++++ Extract to read
Batch Renormalization algorithm implementation in Keras 2.0+. Original paper by Sergey Ioffe, Batch Renormalization: Towards Reducing Minibatch Dependence in Batch-Normalized Models.
This implementation of BatchRenormalization is inconsistent with the original paper and therefore results may not be similar !
For discussion on the inconsistency of this implementation, refer here : https://github.com/keras-team/keras-contrib/issues/17
batch_renorm.py script into your repository, and import the BatchRenormalization layer.
Eg. You can replace Keras BatchNormalization layers with BatchRenormalization layers.
from batch_renorm import BatchRenormalization
Using BatchRenormalization layers requires slightly more time than the simpler BatchNormalization layer.
Observed speed differences in WRN-16-4 with respect to BatchNormalization on a 980M GPU:
1) Batch Normalization : 137 seconds per epoch.
++++++++
++++ Information shown
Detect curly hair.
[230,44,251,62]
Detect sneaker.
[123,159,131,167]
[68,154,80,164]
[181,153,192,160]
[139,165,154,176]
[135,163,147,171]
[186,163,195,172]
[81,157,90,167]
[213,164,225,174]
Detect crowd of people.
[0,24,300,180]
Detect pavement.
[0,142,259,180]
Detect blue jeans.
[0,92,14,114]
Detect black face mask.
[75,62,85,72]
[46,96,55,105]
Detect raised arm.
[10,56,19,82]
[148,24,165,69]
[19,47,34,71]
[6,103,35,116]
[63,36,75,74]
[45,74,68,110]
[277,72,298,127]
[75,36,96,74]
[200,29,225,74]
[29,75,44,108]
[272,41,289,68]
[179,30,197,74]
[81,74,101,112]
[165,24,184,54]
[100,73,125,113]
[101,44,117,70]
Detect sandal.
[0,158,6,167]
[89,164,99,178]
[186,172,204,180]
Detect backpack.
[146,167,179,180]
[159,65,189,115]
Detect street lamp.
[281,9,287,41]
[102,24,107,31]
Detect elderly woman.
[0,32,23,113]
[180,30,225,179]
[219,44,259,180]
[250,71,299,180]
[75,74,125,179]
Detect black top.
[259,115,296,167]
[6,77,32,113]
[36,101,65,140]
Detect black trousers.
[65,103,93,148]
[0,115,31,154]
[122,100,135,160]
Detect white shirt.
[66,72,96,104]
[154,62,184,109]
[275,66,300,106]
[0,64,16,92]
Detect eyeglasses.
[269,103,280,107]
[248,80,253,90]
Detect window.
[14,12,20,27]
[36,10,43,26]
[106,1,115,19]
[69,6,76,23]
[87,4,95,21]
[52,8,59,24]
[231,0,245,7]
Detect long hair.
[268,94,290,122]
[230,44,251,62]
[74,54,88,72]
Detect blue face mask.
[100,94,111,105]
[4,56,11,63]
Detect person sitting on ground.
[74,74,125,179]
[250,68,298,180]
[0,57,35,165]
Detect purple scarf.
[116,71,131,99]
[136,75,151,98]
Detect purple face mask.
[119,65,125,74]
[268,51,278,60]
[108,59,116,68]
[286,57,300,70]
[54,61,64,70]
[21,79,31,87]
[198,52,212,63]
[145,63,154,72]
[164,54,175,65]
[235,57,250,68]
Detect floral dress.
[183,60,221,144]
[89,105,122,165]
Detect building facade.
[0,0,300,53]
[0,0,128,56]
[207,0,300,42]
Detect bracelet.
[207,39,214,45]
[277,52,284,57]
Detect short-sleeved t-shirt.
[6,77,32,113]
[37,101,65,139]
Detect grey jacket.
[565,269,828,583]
++++++++
++++ Information shown
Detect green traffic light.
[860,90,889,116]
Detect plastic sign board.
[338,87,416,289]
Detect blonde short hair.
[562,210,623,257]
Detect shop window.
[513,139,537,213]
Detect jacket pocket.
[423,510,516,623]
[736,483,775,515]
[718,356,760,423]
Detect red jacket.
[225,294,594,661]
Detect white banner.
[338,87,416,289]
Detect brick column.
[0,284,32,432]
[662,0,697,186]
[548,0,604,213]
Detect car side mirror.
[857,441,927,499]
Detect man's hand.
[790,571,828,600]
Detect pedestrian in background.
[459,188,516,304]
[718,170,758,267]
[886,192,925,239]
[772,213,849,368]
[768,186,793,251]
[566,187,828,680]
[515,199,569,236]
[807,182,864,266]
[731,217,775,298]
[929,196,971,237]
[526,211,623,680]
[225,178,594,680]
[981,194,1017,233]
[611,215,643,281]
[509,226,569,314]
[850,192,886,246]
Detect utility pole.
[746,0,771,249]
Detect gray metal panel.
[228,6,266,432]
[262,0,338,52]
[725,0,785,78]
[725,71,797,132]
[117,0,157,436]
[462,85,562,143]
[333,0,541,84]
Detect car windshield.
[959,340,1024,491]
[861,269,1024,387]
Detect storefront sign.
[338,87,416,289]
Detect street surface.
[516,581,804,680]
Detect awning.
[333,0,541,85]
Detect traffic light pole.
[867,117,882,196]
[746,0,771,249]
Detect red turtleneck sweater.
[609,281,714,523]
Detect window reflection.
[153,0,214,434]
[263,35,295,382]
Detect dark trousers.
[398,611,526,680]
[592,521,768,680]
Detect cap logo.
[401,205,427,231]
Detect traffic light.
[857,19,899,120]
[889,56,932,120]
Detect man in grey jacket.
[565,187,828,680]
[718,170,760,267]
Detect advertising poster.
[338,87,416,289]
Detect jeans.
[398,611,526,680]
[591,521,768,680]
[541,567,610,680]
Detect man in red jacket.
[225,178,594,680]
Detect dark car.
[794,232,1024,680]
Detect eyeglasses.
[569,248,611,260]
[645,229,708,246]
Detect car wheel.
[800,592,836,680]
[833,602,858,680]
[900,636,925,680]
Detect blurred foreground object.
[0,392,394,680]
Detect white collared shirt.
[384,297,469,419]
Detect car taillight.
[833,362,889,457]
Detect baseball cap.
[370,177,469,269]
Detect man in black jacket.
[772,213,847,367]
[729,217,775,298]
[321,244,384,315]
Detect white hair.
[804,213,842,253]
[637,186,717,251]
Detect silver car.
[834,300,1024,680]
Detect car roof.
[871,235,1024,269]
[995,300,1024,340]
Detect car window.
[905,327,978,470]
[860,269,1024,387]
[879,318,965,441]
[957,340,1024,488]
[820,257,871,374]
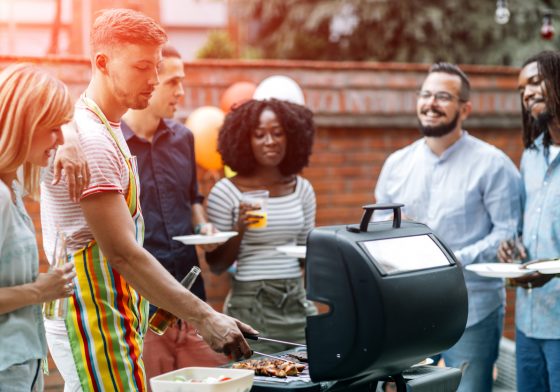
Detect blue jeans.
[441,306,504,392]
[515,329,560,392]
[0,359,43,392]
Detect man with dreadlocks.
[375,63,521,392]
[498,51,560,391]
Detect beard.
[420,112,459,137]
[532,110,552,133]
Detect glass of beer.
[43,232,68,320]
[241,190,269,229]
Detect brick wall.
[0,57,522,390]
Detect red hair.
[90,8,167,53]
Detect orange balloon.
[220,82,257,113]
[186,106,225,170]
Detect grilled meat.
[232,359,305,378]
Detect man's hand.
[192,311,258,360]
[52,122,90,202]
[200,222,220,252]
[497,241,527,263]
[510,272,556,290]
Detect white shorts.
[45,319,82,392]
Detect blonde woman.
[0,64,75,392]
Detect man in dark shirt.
++++++++
> Stated task
From the Batch Renormalization text above, reproduce word for word the passage starting with "For discussion on" and going on through "simpler BatchNormalization layer.".

> Result for this task
For discussion on the inconsistency of this implementation, refer here : https://github.com/keras-team/keras-contrib/issues/17
batch_renorm.py script into your repository, and import the BatchRenormalization layer.
Eg. You can replace Keras BatchNormalization layers with BatchRenormalization layers.
from batch_renorm import BatchRenormalization
Using BatchRenormalization layers requires slightly more time than the simpler BatchNormalization layer.